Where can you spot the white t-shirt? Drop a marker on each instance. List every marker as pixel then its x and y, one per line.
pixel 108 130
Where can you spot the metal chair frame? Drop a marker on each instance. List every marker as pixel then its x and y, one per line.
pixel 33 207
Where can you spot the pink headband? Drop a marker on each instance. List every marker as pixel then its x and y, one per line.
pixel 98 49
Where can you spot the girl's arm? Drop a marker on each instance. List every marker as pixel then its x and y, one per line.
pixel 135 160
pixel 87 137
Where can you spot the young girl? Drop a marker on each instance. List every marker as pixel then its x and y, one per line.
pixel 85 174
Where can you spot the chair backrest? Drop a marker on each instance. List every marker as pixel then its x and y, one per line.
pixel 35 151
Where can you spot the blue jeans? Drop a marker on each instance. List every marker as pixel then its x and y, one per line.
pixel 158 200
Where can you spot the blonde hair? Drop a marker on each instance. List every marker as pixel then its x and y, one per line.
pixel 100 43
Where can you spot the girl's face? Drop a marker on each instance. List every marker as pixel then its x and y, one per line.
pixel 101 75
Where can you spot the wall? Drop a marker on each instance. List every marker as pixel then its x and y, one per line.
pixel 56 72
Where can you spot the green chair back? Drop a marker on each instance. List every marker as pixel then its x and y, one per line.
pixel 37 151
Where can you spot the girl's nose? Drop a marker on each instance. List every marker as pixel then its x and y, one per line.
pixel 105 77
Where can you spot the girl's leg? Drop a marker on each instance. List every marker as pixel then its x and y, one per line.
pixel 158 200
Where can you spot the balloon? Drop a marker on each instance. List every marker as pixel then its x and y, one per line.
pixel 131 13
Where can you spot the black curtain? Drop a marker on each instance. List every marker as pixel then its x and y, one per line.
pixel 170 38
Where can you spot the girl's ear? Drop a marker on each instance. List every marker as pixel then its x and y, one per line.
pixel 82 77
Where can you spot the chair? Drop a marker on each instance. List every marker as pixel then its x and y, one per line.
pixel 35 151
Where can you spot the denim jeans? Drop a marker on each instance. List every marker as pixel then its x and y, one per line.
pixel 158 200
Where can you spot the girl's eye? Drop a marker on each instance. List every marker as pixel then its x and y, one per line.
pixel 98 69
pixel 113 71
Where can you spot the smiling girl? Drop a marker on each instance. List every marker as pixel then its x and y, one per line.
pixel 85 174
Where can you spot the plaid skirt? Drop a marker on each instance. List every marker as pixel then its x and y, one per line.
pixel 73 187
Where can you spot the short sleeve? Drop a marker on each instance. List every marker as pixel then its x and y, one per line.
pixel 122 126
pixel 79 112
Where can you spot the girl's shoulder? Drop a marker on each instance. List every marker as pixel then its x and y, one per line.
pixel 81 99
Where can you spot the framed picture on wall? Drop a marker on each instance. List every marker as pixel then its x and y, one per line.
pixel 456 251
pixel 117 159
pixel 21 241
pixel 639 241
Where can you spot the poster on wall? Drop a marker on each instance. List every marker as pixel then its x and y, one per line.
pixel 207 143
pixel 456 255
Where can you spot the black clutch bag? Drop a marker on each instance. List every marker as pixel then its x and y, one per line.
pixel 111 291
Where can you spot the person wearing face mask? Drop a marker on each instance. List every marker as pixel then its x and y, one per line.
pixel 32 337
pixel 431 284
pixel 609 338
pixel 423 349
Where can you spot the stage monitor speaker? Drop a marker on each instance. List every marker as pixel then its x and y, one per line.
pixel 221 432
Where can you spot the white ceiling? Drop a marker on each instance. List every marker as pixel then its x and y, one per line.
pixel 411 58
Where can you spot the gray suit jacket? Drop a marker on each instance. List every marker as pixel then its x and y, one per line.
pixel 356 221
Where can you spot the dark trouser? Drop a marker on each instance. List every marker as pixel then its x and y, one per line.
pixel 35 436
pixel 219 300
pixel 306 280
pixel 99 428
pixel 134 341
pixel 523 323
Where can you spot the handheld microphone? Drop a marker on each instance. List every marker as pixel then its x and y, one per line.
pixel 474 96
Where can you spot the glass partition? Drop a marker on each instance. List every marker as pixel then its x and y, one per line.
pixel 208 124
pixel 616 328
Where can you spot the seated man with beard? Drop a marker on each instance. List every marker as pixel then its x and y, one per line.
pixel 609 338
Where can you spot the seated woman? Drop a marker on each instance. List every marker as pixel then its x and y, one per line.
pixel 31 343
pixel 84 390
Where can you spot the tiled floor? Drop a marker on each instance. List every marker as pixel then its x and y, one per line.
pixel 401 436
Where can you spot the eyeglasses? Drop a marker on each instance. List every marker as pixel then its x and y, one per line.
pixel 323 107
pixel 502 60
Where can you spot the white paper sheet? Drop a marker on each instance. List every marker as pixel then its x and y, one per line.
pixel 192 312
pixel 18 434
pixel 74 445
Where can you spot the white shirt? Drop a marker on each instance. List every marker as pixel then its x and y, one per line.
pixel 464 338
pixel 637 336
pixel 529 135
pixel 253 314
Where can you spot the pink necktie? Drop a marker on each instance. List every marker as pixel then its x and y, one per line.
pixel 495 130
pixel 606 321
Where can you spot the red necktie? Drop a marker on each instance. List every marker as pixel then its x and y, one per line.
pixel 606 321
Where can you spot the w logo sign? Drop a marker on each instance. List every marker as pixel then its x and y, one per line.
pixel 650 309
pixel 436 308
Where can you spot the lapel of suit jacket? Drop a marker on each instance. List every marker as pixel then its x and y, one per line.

======

**WHAT YOU SHOULD DO**
Please rewrite the stretch from the start of the entries above through the line containing "pixel 87 137", replacing "marker" with "pin" and keeping everything else unchanged. Return only those lines.

**ANSWER FOR THE TASK**
Where can you spot the white t-shirt? Drop a pin on each instance. List every pin as pixel then its x and y, one per line.
pixel 108 130
Where can you spot the metal chair frame? Drop a pin on each instance. List every pin as pixel then its x and y, one per line.
pixel 33 207
Where can you spot the pink headband? Drop a pin on each instance. List every pin as pixel then its x and y, one per line.
pixel 98 49
Where can you spot the girl's arm? Drop a pin on each instance. List every pin as pixel then its x and y, one per line.
pixel 135 160
pixel 87 137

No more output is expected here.